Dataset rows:

____

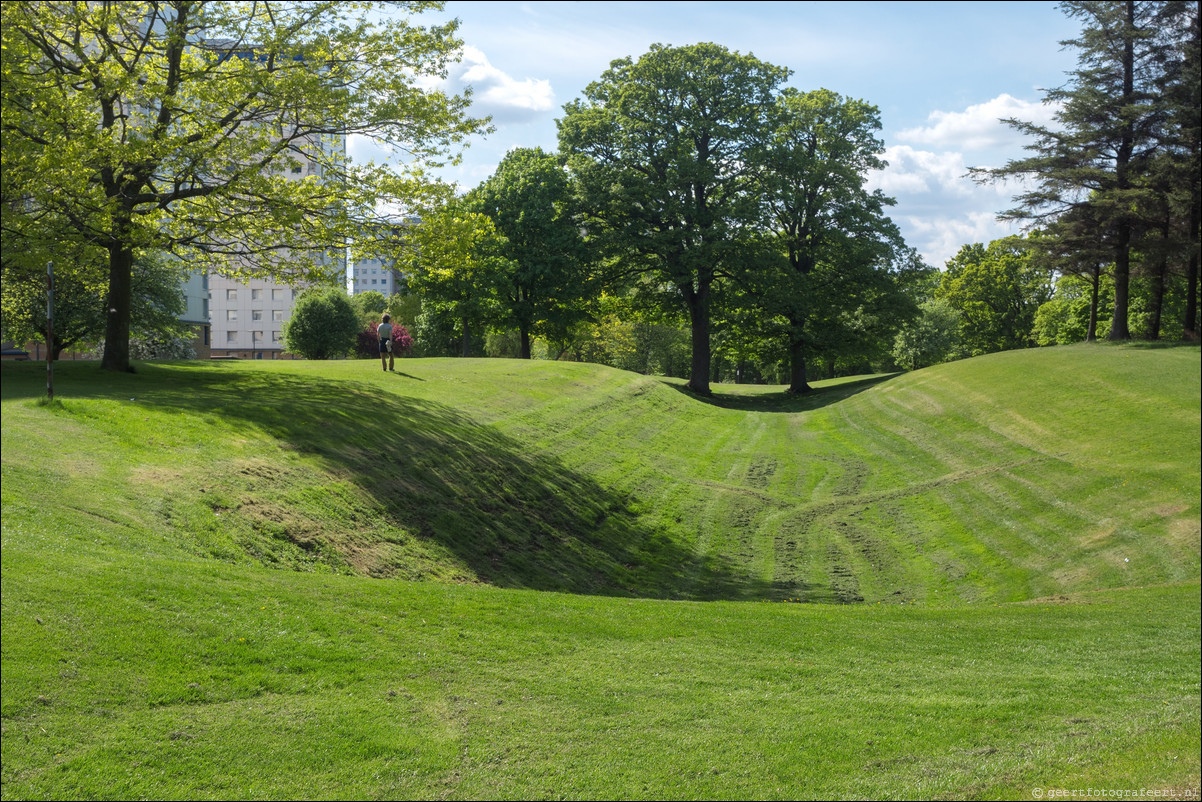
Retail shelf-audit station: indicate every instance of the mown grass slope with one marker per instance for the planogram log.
(153, 648)
(1007, 477)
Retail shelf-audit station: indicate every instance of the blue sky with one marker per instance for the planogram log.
(941, 73)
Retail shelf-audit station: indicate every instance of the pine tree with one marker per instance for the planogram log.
(1107, 132)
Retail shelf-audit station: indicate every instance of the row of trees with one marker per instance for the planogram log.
(179, 125)
(691, 189)
(688, 183)
(1114, 180)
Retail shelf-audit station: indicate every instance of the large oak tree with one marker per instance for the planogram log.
(665, 149)
(178, 124)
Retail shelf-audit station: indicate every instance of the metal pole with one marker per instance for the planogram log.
(49, 331)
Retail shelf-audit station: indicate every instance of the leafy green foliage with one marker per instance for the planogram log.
(930, 338)
(79, 302)
(323, 325)
(454, 259)
(1129, 112)
(835, 239)
(529, 200)
(212, 130)
(995, 290)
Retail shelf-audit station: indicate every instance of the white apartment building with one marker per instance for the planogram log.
(248, 316)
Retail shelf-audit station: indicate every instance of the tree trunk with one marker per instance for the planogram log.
(1119, 330)
(1095, 279)
(117, 325)
(797, 382)
(698, 320)
(1158, 284)
(1190, 330)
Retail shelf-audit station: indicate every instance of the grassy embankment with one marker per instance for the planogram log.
(148, 651)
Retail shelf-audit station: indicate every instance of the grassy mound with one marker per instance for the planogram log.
(1007, 477)
(153, 648)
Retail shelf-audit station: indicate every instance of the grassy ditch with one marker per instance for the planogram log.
(486, 578)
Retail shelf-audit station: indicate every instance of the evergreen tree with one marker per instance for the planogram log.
(1108, 128)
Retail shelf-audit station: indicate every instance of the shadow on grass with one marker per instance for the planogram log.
(784, 402)
(513, 518)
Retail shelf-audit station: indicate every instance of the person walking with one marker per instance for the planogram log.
(384, 332)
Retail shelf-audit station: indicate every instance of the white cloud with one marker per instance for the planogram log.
(494, 93)
(939, 236)
(979, 126)
(921, 171)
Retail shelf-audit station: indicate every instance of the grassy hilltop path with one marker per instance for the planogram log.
(1012, 544)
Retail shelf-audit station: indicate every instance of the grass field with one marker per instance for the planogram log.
(492, 578)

____

What you will do:
Reproduce all of the data above word for word, from the first line to the last, leaving out the pictures.

Exercise answer:
Retail shelf-audit station: indicate every instance of the mown grass slope with one marker per instance for the planogram log.
(153, 648)
(1007, 477)
Retail shelf-audit station: indicate every instance of the blue sky with one marker per instance for the planogram log.
(941, 73)
Retail shelf-audit station: indicate every instance of the pine tree with one marker per instance for the planogram log.
(1107, 132)
Retail shelf-audit station: indicate every instance of the row of trees with one marker per instance for the planogram log.
(179, 125)
(691, 189)
(688, 183)
(1114, 180)
Retail shelf-audit station: indicate every instance of the large oak tree with one marker per instance for the planogram log.
(665, 149)
(178, 124)
Retail shelf-audit station: indicate every instance of the metal pole with one marker per instance for the planogram log.
(49, 331)
Retail shelf-audit station: indicate every instance of the leafy green foliage with one marker per instance for the planogram log.
(930, 338)
(79, 302)
(323, 325)
(454, 259)
(1129, 112)
(835, 239)
(529, 200)
(212, 130)
(995, 290)
Retail shelf-audit station: indicate every instance of the white apartment building with one marker per instance for the planogram log.
(248, 316)
Retail shelf-audit station: indicate every instance of the tree trunk with one marker per instance for the planogram log.
(1119, 330)
(1095, 279)
(117, 325)
(797, 382)
(698, 320)
(1158, 284)
(1190, 330)
Retail shelf-audit station: indicate every instance of the grassy embankment with one marker per instance for the planogram log.
(148, 651)
Retail shelf-audit station: indicate every instance of the grassy mound with one marker per instance for the planogram log.
(1007, 477)
(153, 648)
Retail shelf-audit station: indicate every instance of the grassy ditch with one marker per instance for the planogram log.
(486, 578)
Retail shelf-audit station: indicate every instance of the evergreen tree with one marker per instance for the planogram log.
(1108, 128)
Retail shelf-audit station: indicate every instance of the shadow on grass with one marker per instance for the planogram log.
(784, 402)
(513, 518)
Retail shelf-audit station: indicate every instance of the person walking with one marker per instance for the planogram log.
(384, 332)
Retail shelf-audit station: indicate every instance of the white cloud with one marker per instance for the planogram log.
(494, 93)
(939, 236)
(979, 126)
(921, 171)
Retail shelf-audit station: indicate every instance of the grassy hilltop path with one marker per instance for the planogram log.
(1012, 544)
Retail shelf-audit station: indicate every instance of the grass field with one marker per instance for the planogram log.
(492, 578)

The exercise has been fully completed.